- **Directions for this task**: Rewrite the material from its first line on through the line with "[(24, 179)]", swapping "chopped green onion" for "sliced green onion" and changing nothing else. Leave the pictures out of your answer.

[Pointing dataset records]
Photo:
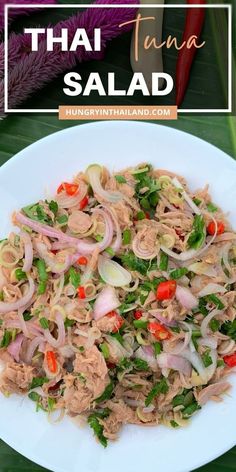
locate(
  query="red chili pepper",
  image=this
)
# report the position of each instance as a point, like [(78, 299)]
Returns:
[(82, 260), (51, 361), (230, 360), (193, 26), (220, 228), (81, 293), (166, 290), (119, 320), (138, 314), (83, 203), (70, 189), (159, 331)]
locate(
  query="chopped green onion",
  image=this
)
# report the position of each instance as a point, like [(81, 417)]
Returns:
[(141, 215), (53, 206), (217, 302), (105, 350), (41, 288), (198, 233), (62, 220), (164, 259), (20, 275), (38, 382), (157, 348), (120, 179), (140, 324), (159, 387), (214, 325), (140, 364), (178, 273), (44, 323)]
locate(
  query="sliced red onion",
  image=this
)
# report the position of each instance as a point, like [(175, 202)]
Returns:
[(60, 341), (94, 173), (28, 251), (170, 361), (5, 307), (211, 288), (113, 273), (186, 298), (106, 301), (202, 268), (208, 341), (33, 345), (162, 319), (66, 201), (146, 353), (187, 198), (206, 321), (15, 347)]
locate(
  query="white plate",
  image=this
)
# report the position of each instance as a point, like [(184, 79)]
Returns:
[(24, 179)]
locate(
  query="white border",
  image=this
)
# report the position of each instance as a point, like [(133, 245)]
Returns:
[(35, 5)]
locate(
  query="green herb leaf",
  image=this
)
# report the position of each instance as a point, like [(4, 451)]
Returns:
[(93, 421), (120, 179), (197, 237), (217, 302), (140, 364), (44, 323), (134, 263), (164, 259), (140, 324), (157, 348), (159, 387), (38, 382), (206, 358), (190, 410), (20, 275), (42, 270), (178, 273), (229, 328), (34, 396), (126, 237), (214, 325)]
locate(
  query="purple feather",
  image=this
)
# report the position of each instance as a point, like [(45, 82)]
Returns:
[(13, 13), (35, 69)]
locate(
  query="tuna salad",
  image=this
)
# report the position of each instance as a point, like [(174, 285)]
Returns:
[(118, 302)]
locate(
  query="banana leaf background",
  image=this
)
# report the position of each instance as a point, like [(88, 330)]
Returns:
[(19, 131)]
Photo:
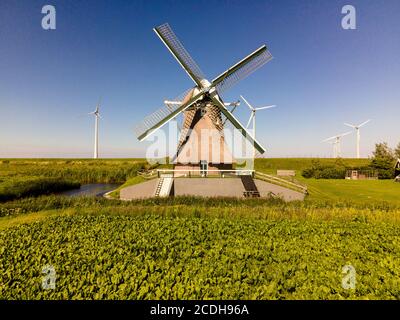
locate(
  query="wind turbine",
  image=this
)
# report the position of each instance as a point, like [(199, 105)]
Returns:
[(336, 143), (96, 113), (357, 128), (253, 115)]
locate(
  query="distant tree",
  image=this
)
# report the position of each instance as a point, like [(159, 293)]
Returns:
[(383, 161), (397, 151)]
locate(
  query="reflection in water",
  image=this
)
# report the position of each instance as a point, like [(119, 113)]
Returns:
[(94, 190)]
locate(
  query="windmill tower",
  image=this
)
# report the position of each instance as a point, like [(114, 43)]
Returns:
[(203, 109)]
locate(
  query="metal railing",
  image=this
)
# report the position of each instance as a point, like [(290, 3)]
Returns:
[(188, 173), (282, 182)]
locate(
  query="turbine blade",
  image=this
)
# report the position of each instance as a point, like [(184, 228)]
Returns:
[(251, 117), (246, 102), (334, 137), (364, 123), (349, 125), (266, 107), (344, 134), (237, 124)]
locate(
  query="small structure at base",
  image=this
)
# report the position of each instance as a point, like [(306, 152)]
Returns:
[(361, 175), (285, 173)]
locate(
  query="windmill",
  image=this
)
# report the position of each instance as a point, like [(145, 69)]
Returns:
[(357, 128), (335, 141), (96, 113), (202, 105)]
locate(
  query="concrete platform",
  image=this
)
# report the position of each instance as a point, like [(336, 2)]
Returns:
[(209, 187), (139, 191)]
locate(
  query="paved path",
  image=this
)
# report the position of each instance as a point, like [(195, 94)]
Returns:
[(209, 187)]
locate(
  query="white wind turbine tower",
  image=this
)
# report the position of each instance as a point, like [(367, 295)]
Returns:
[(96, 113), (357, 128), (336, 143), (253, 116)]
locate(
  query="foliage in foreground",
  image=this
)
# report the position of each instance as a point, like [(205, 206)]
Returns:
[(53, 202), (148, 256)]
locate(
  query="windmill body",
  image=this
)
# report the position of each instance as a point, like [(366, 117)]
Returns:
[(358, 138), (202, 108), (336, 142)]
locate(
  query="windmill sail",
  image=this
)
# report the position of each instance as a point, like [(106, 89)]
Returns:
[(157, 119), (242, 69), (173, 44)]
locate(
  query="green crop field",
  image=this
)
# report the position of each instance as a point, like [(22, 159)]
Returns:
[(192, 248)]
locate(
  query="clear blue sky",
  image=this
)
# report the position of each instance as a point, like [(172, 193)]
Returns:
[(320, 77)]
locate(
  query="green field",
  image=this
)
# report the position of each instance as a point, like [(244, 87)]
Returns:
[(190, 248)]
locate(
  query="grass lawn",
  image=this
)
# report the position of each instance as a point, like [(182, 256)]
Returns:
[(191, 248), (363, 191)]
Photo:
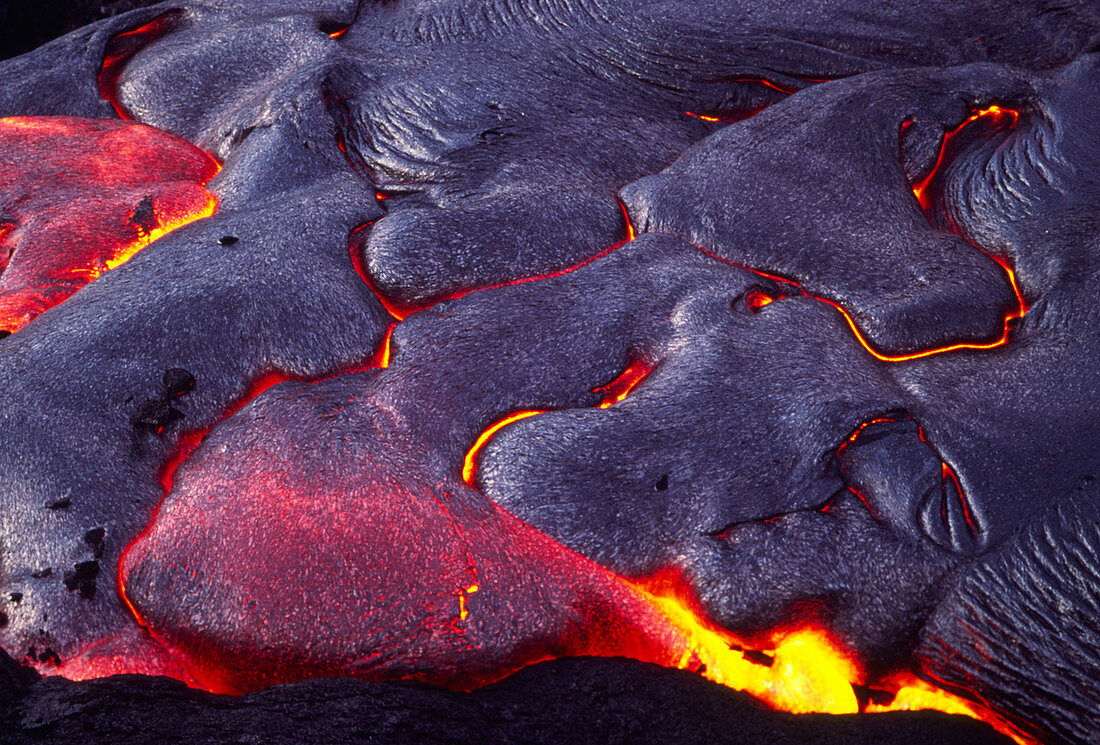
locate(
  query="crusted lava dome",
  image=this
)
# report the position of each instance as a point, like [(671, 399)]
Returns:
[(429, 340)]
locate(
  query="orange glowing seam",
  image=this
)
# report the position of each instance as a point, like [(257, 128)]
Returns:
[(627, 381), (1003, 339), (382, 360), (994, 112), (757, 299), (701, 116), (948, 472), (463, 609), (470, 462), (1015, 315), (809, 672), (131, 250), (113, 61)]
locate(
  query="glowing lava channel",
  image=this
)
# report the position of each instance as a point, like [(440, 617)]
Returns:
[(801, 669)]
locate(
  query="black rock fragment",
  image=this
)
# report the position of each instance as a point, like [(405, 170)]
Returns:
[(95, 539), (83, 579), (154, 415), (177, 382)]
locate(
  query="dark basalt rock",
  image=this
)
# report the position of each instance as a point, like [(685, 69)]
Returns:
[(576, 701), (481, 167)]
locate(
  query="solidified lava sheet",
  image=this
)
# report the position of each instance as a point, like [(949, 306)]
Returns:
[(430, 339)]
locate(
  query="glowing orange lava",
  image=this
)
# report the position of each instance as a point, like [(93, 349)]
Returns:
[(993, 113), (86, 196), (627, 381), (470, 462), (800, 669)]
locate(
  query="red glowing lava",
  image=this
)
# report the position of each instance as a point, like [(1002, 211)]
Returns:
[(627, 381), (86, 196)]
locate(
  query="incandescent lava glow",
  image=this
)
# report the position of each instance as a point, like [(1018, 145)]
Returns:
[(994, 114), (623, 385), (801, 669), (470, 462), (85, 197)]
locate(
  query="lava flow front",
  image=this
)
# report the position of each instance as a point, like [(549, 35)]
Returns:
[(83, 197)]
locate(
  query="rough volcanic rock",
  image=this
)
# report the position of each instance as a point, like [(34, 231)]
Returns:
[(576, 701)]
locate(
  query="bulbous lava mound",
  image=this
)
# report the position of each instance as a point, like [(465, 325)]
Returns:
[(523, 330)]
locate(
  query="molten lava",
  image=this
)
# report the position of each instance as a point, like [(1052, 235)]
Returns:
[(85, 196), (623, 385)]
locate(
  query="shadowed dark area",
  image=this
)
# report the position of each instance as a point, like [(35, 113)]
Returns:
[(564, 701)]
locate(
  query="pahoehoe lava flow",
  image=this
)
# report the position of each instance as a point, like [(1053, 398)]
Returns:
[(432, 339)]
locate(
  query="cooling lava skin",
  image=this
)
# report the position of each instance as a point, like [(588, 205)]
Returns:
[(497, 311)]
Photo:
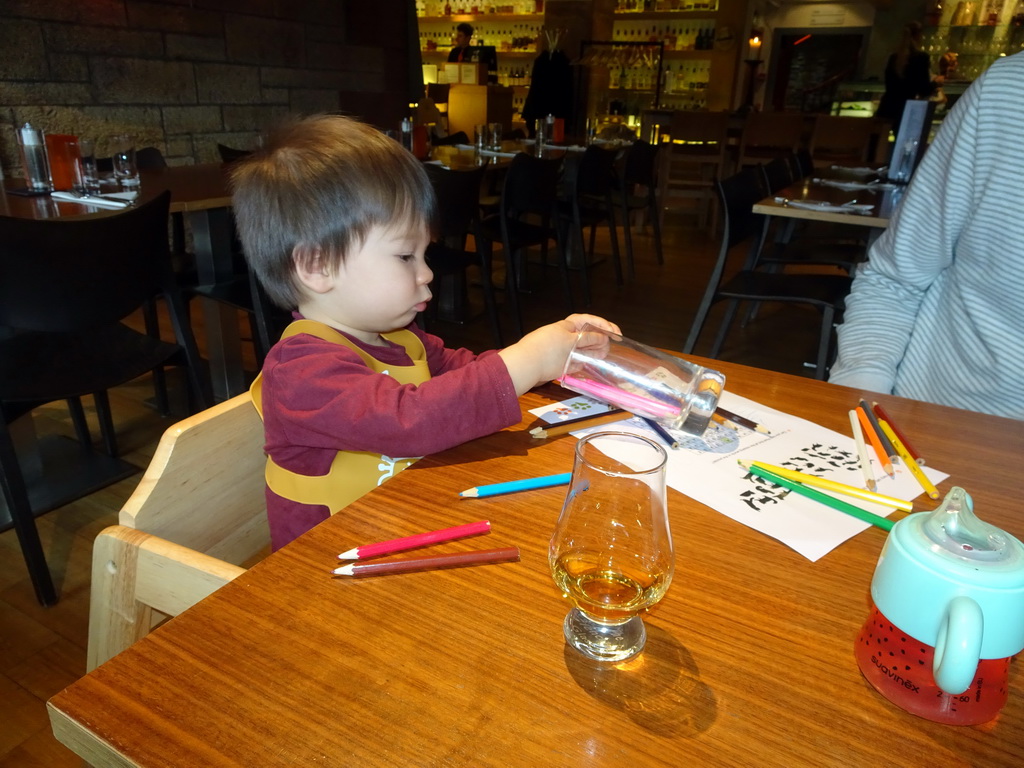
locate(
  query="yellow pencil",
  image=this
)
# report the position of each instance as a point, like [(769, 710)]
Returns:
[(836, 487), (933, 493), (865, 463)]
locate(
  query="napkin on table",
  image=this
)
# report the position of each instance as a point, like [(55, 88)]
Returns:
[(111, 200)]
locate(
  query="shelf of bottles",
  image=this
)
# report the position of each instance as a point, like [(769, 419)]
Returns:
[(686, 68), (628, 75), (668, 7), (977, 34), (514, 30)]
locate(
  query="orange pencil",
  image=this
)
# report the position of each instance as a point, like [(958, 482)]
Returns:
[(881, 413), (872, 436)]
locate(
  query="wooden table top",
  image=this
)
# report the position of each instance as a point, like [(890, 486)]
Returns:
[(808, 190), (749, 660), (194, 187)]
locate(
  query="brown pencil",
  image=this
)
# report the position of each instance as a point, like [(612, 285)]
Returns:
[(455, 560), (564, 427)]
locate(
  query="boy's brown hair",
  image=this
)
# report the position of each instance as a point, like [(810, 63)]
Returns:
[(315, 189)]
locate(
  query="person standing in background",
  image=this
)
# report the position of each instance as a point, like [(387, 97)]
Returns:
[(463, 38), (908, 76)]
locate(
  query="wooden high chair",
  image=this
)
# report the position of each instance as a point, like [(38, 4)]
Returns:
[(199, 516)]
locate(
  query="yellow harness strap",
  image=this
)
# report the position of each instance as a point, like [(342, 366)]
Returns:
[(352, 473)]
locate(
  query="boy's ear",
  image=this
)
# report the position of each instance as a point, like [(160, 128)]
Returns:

- **Answer to this problem**:
Photo:
locate(
  query="red chili pepper",
  image=this
)
# report the position of each instance as a point, like [(78, 299)]
Returns:
[(82, 260), (51, 361), (230, 360), (193, 26), (220, 228), (81, 293), (166, 290), (119, 320), (138, 314), (83, 203), (70, 189), (159, 331)]
locate(
  query="sliced green onion",
  image=this
)
# report the position of each instance as a point, like [(81, 417)]
Returns:
[(141, 215), (53, 206), (217, 302), (105, 350), (41, 288), (198, 233), (62, 220), (164, 259), (20, 275), (38, 382), (157, 348), (120, 179), (140, 324), (159, 387), (214, 325), (140, 364), (178, 273), (44, 323)]
locate(
  query="sliced red onion",
  image=this
)
# report the position of each instance as a point, like [(175, 202)]
Returns:
[(60, 341), (94, 173), (28, 251), (170, 361), (5, 307), (211, 288), (113, 273), (186, 298), (106, 301), (202, 268), (208, 341), (33, 345), (162, 319), (66, 201), (146, 353), (187, 198), (206, 321), (15, 347)]
locate(
  query="white plate",
  image=this
)
# report the position of each instance as a point, like [(184, 79)]
Returns:
[(24, 179)]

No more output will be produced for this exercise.